**Written request:** Rewrite all the records below as a numbered list, one line per item, leaving out any blank lines.

------------------------------

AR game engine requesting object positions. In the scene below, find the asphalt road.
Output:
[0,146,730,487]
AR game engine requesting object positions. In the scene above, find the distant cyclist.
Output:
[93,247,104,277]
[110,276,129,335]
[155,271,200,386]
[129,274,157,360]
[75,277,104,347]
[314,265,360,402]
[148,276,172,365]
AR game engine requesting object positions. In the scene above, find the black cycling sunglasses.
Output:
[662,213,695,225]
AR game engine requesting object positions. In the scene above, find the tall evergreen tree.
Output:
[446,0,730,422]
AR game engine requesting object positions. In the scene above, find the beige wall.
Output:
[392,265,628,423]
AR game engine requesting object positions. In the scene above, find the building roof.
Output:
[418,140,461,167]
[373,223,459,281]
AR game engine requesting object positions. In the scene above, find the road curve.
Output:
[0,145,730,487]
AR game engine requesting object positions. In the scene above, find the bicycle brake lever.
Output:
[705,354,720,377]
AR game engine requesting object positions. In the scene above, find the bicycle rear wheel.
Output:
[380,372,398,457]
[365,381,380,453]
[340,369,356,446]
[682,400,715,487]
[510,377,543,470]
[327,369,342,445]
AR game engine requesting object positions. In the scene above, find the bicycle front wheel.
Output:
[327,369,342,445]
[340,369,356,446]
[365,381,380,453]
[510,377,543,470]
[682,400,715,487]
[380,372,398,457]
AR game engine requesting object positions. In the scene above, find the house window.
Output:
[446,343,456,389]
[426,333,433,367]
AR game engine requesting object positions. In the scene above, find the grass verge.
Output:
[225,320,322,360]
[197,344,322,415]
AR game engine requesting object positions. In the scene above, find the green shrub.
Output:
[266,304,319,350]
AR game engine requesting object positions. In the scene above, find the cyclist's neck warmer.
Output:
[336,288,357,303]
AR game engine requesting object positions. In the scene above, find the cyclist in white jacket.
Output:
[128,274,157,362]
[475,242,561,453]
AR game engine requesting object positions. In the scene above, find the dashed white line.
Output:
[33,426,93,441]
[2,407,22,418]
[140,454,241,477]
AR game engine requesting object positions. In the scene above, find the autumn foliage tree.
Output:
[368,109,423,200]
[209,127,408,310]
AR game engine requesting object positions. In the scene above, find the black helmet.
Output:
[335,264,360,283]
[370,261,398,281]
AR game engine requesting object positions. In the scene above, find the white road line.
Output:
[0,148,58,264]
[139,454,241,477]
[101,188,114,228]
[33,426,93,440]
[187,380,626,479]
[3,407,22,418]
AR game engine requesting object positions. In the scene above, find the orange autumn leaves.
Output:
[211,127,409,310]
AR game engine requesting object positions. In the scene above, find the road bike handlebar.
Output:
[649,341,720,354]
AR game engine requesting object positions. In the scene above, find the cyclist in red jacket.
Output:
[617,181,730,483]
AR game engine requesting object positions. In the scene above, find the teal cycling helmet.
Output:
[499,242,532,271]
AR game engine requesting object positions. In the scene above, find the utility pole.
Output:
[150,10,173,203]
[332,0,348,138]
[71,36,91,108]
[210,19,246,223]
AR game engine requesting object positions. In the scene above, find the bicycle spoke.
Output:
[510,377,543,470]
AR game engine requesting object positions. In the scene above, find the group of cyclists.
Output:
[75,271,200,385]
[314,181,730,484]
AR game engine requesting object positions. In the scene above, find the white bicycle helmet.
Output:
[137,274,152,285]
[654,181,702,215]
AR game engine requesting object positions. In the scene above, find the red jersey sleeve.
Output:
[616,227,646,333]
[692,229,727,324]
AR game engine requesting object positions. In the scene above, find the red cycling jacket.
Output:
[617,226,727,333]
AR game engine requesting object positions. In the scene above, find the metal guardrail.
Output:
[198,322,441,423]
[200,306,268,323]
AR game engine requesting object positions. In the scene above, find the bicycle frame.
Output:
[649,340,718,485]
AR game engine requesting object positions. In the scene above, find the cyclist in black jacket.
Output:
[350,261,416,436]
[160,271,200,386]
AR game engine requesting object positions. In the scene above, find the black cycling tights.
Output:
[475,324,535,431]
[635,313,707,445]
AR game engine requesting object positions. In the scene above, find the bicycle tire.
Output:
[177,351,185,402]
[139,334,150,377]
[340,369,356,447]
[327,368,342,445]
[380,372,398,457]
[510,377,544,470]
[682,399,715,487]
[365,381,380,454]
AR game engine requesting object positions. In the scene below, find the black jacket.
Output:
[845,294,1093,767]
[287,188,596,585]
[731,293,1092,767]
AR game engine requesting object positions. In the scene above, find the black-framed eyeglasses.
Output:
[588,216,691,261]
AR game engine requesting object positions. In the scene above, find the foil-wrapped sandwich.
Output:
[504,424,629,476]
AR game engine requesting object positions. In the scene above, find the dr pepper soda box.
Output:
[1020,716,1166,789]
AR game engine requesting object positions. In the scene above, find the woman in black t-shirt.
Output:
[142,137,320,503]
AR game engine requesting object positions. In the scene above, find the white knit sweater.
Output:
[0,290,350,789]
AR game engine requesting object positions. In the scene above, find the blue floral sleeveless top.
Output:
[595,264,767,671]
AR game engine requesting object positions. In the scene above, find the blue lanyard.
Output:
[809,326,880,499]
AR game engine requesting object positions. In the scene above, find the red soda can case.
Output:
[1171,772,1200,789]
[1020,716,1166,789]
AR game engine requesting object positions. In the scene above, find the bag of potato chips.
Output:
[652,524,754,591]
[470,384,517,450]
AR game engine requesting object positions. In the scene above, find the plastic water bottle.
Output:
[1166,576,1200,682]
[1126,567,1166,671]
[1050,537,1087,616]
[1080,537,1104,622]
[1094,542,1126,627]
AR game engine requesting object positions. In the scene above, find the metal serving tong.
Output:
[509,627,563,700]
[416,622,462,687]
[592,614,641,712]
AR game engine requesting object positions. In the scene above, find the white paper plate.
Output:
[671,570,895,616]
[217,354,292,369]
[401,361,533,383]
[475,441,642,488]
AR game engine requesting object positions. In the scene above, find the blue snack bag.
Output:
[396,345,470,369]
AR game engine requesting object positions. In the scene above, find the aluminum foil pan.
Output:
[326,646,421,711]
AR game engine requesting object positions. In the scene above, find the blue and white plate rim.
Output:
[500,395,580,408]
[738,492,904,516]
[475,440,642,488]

------------------------------

**Solution below:**
1. AR game engine requesting object positions. In the scene below, find the asphalt road.
2. Output:
3. [0,146,730,487]
4. AR game engine requesting object positions. In the scene above, find the distant cyclist.
5. Output:
6. [93,247,104,277]
7. [110,276,129,335]
8. [155,271,200,386]
9. [129,274,157,360]
10. [75,277,104,347]
11. [314,265,360,402]
12. [148,276,172,365]
13. AR game engine requesting object positions. In the scene above, find the black cycling sunglasses.
14. Output:
15. [662,213,695,225]
16. AR game engine requesting object positions. In the scene above, find the tall evergreen tree.
17. Output:
18. [446,0,730,422]
19. AR game engine requesting object positions. In the scene above, find the beige wall.
20. Output:
21. [392,265,628,423]
22. AR game engine requesting object positions. In the scene above, find the building roof.
23. Output:
24. [418,140,461,167]
25. [373,223,459,281]
26. AR game engine requesting object positions. In the scene above, find the road curve.
27. Output:
28. [0,145,730,487]
29. AR game engine requesting object positions. In the scene above, find the bicycle brake lever.
30. Output:
31. [705,354,720,377]
32. AR game engine requesting object positions. In the scene above, find the bicycle rear wheel.
33. Output:
34. [380,372,398,457]
35. [365,381,380,453]
36. [340,369,356,446]
37. [682,400,715,487]
38. [510,377,543,470]
39. [327,369,342,445]
40. AR game engine requesting object positions. In the scene above, find the bicycle front wheel.
41. Output:
42. [327,369,342,445]
43. [340,369,356,446]
44. [365,381,380,453]
45. [510,377,543,470]
46. [682,400,715,487]
47. [380,372,398,457]
48. AR game engine requesting object positions. In the scene above, find the house window.
49. Output:
50. [446,343,456,389]
51. [426,333,433,367]
52. AR game engine requesting object positions. In the scene above, find the grass verge.
53. Output:
54. [225,320,322,360]
55. [197,344,322,415]
56. AR game engine requesting object positions. In the scene above, find the green shrub.
57. Output:
58. [266,304,319,350]
59. AR game engine requesting object positions. In the scene above, find the cyclist's neck warmer.
60. Output:
61. [336,288,357,303]
62. AR game engine requesting object positions. In the scene above, find the cyclist in white jacket.
63. Output:
64. [128,274,157,362]
65. [475,242,561,453]
66. AR game engine requesting object positions. In the scene above, find the dashed white line.
67. Output:
68. [33,426,93,441]
69. [2,407,22,418]
70. [140,454,241,477]
71. AR game engine requesting object positions. In the scene above, find the autumn foliage tree.
72. Output:
73. [368,109,423,200]
74. [209,127,408,310]
75. AR game engine requesting object positions. In the scene above, find the black helmet.
76. Output:
77. [335,264,360,283]
78. [370,261,398,281]
79. AR game engine requesting object positions. In the scene above, find the white road line.
80. Output:
81. [0,148,58,264]
82. [139,454,241,477]
83. [101,188,114,228]
84. [33,426,93,440]
85. [187,380,626,479]
86. [3,407,22,418]
87. AR game engine requesting object positions. In the scene above, find the orange autumn leaves.
88. Output:
89. [211,127,409,310]
90. AR game engine requesting object positions. In the scene above, find the road bike handlebar.
91. Output:
92. [649,341,720,354]
93. AR game engine requesting object positions. In the scene above, find the cyclist in red jacket.
94. Output:
95. [617,181,730,483]
96. AR game engine requesting object positions. In the scene above, find the teal cycling helmet.
97. Output:
98. [499,242,532,271]
99. AR game engine requesting object positions. In the scene above, find the utility pole.
100. Output:
101. [150,10,173,203]
102. [332,0,348,138]
103. [71,36,91,108]
104. [210,19,246,223]
105. AR game engine requesting object positions. In the scene above, find the bicycle spoke.
106. Output:
107. [510,377,543,470]
108. AR game engine requesting object positions. In the scene above, find the group of cyclists.
109. Output:
110. [75,271,200,385]
111. [314,181,730,484]
112. AR game engine requesting object positions. In the scene above, find the white bicycle helmet.
113. Output:
114. [137,274,152,285]
115. [654,181,702,215]
116. AR game engine requesting object positions. In the scene above, find the red jersey sleeve.
117. Output:
118. [616,227,646,333]
119. [692,229,727,324]
120. AR game engine requesting object positions. In the scene above, find the red cycling jacket.
121. Output:
122. [617,226,727,333]
123. AR game engine requesting object positions. In the scene above, find the metal guardrail.
124. Output:
125. [198,322,441,423]
126. [200,306,268,323]
127. AR game engine requesting object positions. In the scene above, find the bicycle frame.
128. Output:
129. [649,340,718,485]
130. AR game engine requesting object positions. In the scene above, find the cyclist in black jacket.
131. Output:
132. [350,261,416,436]
133. [160,271,200,386]
134. AR game engine requesting object positions. In the scene above, find the black cycling tights.
135. Output:
136. [475,324,535,431]
137. [635,313,707,445]
138. AR game engine requesting object positions. In the scene above, find the bicycle tire.
139. Output:
140. [177,351,185,402]
141. [139,334,150,377]
142. [340,369,356,447]
143. [327,368,342,445]
144. [380,372,398,457]
145. [510,377,544,470]
146. [682,399,715,487]
147. [365,381,380,454]
148. AR game engine requesting object positions. In the scene below, find the black jacket.
149. Output:
150. [845,294,1093,767]
151. [287,188,596,585]
152. [731,293,1092,767]
153. AR game engine requesting object positions. In the scene above, find the black-framed eyeglasses.
154. Output:
155. [588,216,691,261]
156. AR game engine requesting object positions. In the scene above, find the foil-wrapped sandwich.
157. Output:
158. [504,424,629,476]
159. AR game engine requesting object positions. In the scene above, find the dr pepper soda box.
160. Output:
161. [1020,716,1166,789]
162. AR game engine requesting object positions. In the scene above, find the woman in black t-shirt.
163. Output:
164. [142,137,320,503]
165. AR game engine requesting object positions. In the scene above, find the white knit sweater.
166. Output:
167. [0,290,350,789]
168. AR game engine requesting object positions. In the scene above, find the blue floral sleeveless top.
169. Output:
170. [595,264,767,671]
171. AR game engine requesting object positions. In the scene above, find the blue lanyard.
172. Output:
173. [809,326,880,499]
174. AR game engine requesting object positions. In the scene above, find the red soda can case.
175. Output:
176. [1171,772,1200,789]
177. [1020,716,1166,789]
178. AR game engine requesting object positions. In the scene above, find the bag of potato chips.
179. Output:
180. [652,524,754,591]
181. [470,384,517,450]
182. AR game engine requesting object positions. In the scene above, find the plastic water bottle.
183. Output:
184. [1166,576,1200,682]
185. [1126,567,1166,671]
186. [1050,537,1087,616]
187. [1080,537,1104,622]
188. [1094,542,1126,627]
189. AR game engine requesting object positions. In the scene above, find the metal serving tong.
190. Output:
191. [509,627,563,700]
192. [416,622,462,687]
193. [592,614,641,712]
194. AR game engine requesting object positions. In the scene above, find the white paper plate.
195. Output:
196. [671,570,895,616]
197. [217,354,292,369]
198. [401,361,533,383]
199. [475,441,642,488]
200. AR game engine requesting object positions. In the scene above, find the blue snack bag.
201. Output:
202. [396,345,470,369]
203. AR game engine requesting object positions. In the scene above, find the aluminum foil pan.
204. Output:
205. [326,646,421,711]
206. AR game engine requesting object positions. In the scene above, find the blue and white plate rim.
207. Output:
208. [500,395,580,408]
209. [738,492,904,516]
210. [475,440,642,488]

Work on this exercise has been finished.